━━━ Available records ━━━

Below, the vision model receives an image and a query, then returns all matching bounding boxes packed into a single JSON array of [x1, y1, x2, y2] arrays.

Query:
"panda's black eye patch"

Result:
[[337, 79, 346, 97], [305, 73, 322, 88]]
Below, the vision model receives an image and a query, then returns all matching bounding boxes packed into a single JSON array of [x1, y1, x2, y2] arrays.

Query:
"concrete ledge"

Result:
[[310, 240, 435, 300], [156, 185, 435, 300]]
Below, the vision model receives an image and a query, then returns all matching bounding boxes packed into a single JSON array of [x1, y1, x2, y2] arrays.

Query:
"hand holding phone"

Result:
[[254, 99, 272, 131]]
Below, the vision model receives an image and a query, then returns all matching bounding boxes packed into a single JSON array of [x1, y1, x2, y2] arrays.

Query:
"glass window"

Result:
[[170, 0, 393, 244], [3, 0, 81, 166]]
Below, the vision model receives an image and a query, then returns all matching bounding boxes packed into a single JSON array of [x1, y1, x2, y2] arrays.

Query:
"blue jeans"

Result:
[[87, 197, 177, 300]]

━━━

Description of the task>
Write out the data again, starting at the beginning and ending with the line that contains "[[310, 240, 435, 300], [156, 185, 435, 300]]". Swap every "Result" for "Output" and keep everything else unchanged.

Output of the task>
Below, the vision model receives an image and a query, then returns all matching bounding boxes packed into a single JSON array of [x1, y1, x2, y2] arrays.

Query:
"panda's black eye patch"

Output:
[[337, 79, 346, 97], [305, 73, 322, 88]]
Below, the vision model receives an image and a query, then returns all matching bounding boxes packed into a single JSON array of [x1, y1, x2, y2] arrays.

Query:
"concrete ledge"

Output:
[[310, 240, 435, 300], [156, 185, 435, 300]]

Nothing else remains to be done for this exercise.